• What to produce
Could you change every "positive clicks" in the entries below to "foreground clicks" and leave everything else as it is?

Segment Start: Materials provided

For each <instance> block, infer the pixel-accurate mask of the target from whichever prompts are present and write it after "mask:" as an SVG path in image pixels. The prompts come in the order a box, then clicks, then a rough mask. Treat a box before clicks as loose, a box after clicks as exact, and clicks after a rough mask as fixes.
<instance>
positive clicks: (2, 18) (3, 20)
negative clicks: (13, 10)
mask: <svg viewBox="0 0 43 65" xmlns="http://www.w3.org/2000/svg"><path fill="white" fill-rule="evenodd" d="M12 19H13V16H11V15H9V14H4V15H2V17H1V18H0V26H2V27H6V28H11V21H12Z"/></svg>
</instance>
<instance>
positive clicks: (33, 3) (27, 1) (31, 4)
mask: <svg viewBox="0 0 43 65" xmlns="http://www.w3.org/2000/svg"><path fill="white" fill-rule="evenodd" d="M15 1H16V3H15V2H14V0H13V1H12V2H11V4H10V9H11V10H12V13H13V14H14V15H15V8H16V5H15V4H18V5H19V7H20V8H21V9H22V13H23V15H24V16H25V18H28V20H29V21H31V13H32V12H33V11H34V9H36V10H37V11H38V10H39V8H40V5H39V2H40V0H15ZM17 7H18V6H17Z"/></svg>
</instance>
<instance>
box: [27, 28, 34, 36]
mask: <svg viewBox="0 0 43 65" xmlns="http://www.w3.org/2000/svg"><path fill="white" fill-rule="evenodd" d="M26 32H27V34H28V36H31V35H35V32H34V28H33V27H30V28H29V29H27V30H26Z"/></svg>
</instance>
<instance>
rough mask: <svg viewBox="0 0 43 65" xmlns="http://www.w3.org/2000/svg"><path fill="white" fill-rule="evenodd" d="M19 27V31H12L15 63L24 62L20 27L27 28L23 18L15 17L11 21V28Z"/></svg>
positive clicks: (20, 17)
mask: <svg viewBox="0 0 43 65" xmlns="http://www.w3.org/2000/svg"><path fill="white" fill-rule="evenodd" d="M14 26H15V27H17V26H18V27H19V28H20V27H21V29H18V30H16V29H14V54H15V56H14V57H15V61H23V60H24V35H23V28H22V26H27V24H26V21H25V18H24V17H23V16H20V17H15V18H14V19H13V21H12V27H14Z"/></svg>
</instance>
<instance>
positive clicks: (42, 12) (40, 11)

Segment End: Materials provided

• Answer box
For each <instance> block, infer the pixel-accurate mask of the target from whichever prompts are present and write it after "mask:" as an SVG path in image pixels. The prompts come in the order a box, then clicks, then a rough mask. Treat a box before clicks as loose, a box after clicks as exact, and clicks after a rough mask as fixes.
<instance>
foreground clicks: (2, 18) (3, 20)
negative clicks: (13, 10)
mask: <svg viewBox="0 0 43 65" xmlns="http://www.w3.org/2000/svg"><path fill="white" fill-rule="evenodd" d="M12 19H13V16H11V15H9V14H4V15H2V17H1V18H0V26H2V27H6V28H11V21H12Z"/></svg>
</instance>
<instance>
foreground clicks: (33, 3) (27, 1) (31, 4)
mask: <svg viewBox="0 0 43 65" xmlns="http://www.w3.org/2000/svg"><path fill="white" fill-rule="evenodd" d="M15 1H16V3H15V2H14V0H13V1H12V2H11V4H10V9H11V10H12V13H13V14H14V15H15V8H16V5H15V4H18V5H19V7H20V8H21V9H22V13H23V15H24V16H25V18H28V20H29V21H31V13H32V12H33V11H34V9H36V10H37V11H38V10H39V8H40V5H39V2H40V0H15ZM17 7H18V6H17Z"/></svg>
</instance>
<instance>
box: [27, 28, 34, 36]
mask: <svg viewBox="0 0 43 65" xmlns="http://www.w3.org/2000/svg"><path fill="white" fill-rule="evenodd" d="M26 32H27V34H28V36H31V35H35V32H34V28H33V27H30V28H29V29H27V30H26Z"/></svg>
</instance>
<instance>
rough mask: <svg viewBox="0 0 43 65" xmlns="http://www.w3.org/2000/svg"><path fill="white" fill-rule="evenodd" d="M19 27V31H12L15 63L24 62L20 27L27 28L23 18L15 17L11 21V28Z"/></svg>
foreground clicks: (20, 17)
mask: <svg viewBox="0 0 43 65" xmlns="http://www.w3.org/2000/svg"><path fill="white" fill-rule="evenodd" d="M14 26H15V27H17V26H18V27H19V28H20V27H21V29H18V30H16V29H14V54H15V56H14V57H15V61H23V60H24V35H23V28H22V26H27V24H26V21H25V18H24V17H23V16H20V17H15V18H14V19H13V21H12V27H14Z"/></svg>
</instance>
<instance>
foreground clicks: (42, 12) (40, 11)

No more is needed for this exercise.